[Records provided]:

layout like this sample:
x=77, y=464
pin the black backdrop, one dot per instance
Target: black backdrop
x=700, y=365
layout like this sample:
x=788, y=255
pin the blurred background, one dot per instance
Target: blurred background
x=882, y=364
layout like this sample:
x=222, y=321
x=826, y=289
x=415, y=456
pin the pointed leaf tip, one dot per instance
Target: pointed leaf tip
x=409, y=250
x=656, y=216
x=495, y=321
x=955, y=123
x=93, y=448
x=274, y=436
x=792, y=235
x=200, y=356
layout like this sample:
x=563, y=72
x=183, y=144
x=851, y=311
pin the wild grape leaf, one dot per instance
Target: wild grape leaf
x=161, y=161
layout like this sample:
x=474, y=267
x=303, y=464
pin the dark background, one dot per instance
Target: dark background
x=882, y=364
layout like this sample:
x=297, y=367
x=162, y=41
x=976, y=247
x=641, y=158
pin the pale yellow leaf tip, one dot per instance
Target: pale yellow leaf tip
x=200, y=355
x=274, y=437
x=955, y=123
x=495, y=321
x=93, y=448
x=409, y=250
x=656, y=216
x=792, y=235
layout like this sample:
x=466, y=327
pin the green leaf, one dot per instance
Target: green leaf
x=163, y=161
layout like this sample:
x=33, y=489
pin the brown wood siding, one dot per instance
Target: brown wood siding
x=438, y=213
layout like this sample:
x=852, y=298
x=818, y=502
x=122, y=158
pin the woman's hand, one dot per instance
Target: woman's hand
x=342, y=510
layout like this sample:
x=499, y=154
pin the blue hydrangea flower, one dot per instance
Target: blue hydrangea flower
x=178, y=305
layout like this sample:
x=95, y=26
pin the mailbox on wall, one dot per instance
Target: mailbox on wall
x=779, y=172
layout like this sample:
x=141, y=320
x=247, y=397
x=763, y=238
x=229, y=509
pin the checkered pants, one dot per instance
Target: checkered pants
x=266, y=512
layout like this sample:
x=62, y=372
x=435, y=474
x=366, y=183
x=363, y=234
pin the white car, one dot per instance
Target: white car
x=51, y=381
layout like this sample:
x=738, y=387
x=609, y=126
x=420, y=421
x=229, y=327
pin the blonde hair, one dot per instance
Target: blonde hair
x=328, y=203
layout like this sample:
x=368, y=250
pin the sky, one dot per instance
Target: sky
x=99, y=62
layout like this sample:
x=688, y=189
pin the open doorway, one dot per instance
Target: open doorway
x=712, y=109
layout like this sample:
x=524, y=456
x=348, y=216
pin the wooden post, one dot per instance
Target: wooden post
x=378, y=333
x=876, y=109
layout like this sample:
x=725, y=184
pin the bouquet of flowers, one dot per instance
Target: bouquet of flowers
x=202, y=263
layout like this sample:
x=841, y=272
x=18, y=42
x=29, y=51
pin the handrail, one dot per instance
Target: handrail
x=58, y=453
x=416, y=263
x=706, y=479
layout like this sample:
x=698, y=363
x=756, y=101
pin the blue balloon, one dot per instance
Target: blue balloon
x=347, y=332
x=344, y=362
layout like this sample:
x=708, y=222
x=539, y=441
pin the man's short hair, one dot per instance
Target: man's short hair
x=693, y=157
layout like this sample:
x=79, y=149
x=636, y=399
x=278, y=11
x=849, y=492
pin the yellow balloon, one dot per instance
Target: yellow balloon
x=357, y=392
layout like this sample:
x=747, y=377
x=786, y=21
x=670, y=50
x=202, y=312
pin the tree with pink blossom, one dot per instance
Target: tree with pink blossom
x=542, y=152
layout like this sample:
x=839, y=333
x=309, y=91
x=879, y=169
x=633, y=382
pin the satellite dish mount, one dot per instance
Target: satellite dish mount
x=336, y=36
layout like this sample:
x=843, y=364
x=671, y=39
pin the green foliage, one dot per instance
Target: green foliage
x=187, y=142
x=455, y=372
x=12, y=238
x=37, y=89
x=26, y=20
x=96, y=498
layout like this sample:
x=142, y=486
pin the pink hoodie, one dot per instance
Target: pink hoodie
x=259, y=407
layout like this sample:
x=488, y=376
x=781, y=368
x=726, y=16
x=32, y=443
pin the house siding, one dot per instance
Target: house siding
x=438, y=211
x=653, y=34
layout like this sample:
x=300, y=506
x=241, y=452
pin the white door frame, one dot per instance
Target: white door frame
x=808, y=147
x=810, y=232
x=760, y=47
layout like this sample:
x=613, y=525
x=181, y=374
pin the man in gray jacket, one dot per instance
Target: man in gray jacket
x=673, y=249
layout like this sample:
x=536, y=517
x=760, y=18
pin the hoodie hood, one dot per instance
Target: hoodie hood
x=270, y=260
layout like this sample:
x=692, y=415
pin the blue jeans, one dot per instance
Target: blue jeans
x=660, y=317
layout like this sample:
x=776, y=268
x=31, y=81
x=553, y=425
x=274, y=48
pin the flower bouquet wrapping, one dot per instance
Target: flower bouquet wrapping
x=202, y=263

[Set task]:
Reproduce all of the records above line for line, without changing anything.

[Answer for this exercise]:
layout like this sample:
x=77, y=464
pin the black backdrop, one dot per instance
Target: black backdrop
x=700, y=365
layout like this sample:
x=788, y=255
pin the blurred background, one dot per instance
Target: blurred background
x=882, y=364
layout like this sample:
x=222, y=321
x=826, y=289
x=415, y=456
pin the pointed leaf tip, one dot per instance
Target: pointed leaf tip
x=409, y=250
x=656, y=216
x=495, y=321
x=955, y=123
x=93, y=448
x=274, y=436
x=792, y=235
x=200, y=356
layout like this sample:
x=563, y=72
x=183, y=144
x=851, y=311
pin the wild grape leaf, one dot per instance
Target: wild grape leaf
x=161, y=161
layout like this sample:
x=474, y=267
x=303, y=464
pin the dark background, one dot per instance
Target: dark background
x=882, y=364
layout like this sample:
x=297, y=367
x=162, y=41
x=976, y=247
x=641, y=158
pin the pale yellow leaf tip, one dot per instance
Target: pale yellow leaf tip
x=200, y=355
x=274, y=437
x=955, y=123
x=495, y=321
x=93, y=448
x=409, y=250
x=656, y=216
x=792, y=235
layout like this sample:
x=466, y=327
pin the green leaf, one dot per instance
Target: green leaf
x=163, y=161
layout like this sample:
x=33, y=489
pin the brown wood siding, one dot per instance
Target: brown wood siding
x=438, y=213
layout like this sample:
x=852, y=298
x=818, y=502
x=122, y=158
pin the woman's hand, one dot per instance
Target: woman's hand
x=342, y=510
layout like this sample:
x=499, y=154
pin the blue hydrangea flower, one dot per instance
Target: blue hydrangea flower
x=178, y=305
layout like this sample:
x=95, y=26
pin the mailbox on wall, one dot per instance
Target: mailbox on wall
x=779, y=172
layout like this sample:
x=141, y=320
x=247, y=397
x=763, y=238
x=229, y=509
pin the checkered pants, one dot per instance
Target: checkered pants
x=266, y=512
layout like this sample:
x=62, y=372
x=435, y=474
x=366, y=183
x=363, y=234
pin the white car, one dot per instance
Target: white car
x=51, y=381
layout like this sample:
x=738, y=387
x=609, y=126
x=420, y=421
x=229, y=327
pin the blonde hair, one dot per instance
Target: blonde hair
x=328, y=203
layout like this sample:
x=368, y=250
pin the sky, one dot per instance
Target: sky
x=99, y=62
layout like this sample:
x=688, y=189
pin the open doorway, one dot per instance
Target: open doorway
x=712, y=109
layout like this sample:
x=524, y=456
x=348, y=216
pin the wooden post, one dot per instance
Target: wooden post
x=378, y=333
x=876, y=109
layout like this sample:
x=725, y=184
pin the bouquet of flowers, one dot per instance
Target: bouquet of flowers
x=202, y=263
layout like this sample:
x=841, y=272
x=18, y=42
x=29, y=51
pin the handrail, one dot per instance
Target: handrail
x=58, y=453
x=416, y=263
x=706, y=479
layout like this sample:
x=698, y=363
x=756, y=101
pin the blue balloon, one dot per instance
Target: blue balloon
x=347, y=332
x=344, y=362
layout like this sample:
x=708, y=222
x=539, y=441
pin the man's short hair, one dot per instance
Target: man's short hair
x=693, y=157
layout like this sample:
x=79, y=149
x=636, y=399
x=278, y=11
x=849, y=492
pin the yellow balloon, one dot per instance
Target: yellow balloon
x=357, y=392
layout like this sample:
x=747, y=377
x=786, y=21
x=670, y=50
x=202, y=312
pin the tree with pink blossom, one dot per instance
Target: tree with pink blossom
x=542, y=152
layout like this sample:
x=839, y=333
x=309, y=91
x=879, y=169
x=633, y=382
pin the satellite dish mount, one dot per instance
Target: satellite dish mount
x=336, y=36
layout like this sample:
x=843, y=364
x=671, y=39
pin the green foliage, one dot per instance
Target: green foliage
x=187, y=142
x=455, y=372
x=12, y=238
x=37, y=89
x=26, y=20
x=96, y=498
layout like this sample:
x=142, y=486
pin the pink hoodie, one dot per instance
Target: pink hoodie
x=259, y=407
layout like this sample:
x=488, y=376
x=781, y=368
x=726, y=16
x=32, y=443
pin the house siding, one dot per instance
Target: house siding
x=438, y=211
x=653, y=34
layout like this sample:
x=300, y=506
x=241, y=452
pin the white door frame, one dot per instance
Target: white door frame
x=808, y=147
x=810, y=232
x=760, y=47
layout like this sample:
x=613, y=525
x=181, y=374
pin the man in gray jacket, one dot per instance
Target: man in gray jacket
x=673, y=249
layout like this sample:
x=536, y=517
x=760, y=18
pin the hoodie hood, one dot per instance
Target: hoodie hood
x=270, y=260
layout like this sample:
x=692, y=415
pin the blue jeans, one dot per instance
Target: blue jeans
x=660, y=317
layout like this sample:
x=776, y=268
x=31, y=81
x=553, y=425
x=274, y=48
pin the flower bouquet wrapping, one dot per instance
Target: flower bouquet wrapping
x=202, y=263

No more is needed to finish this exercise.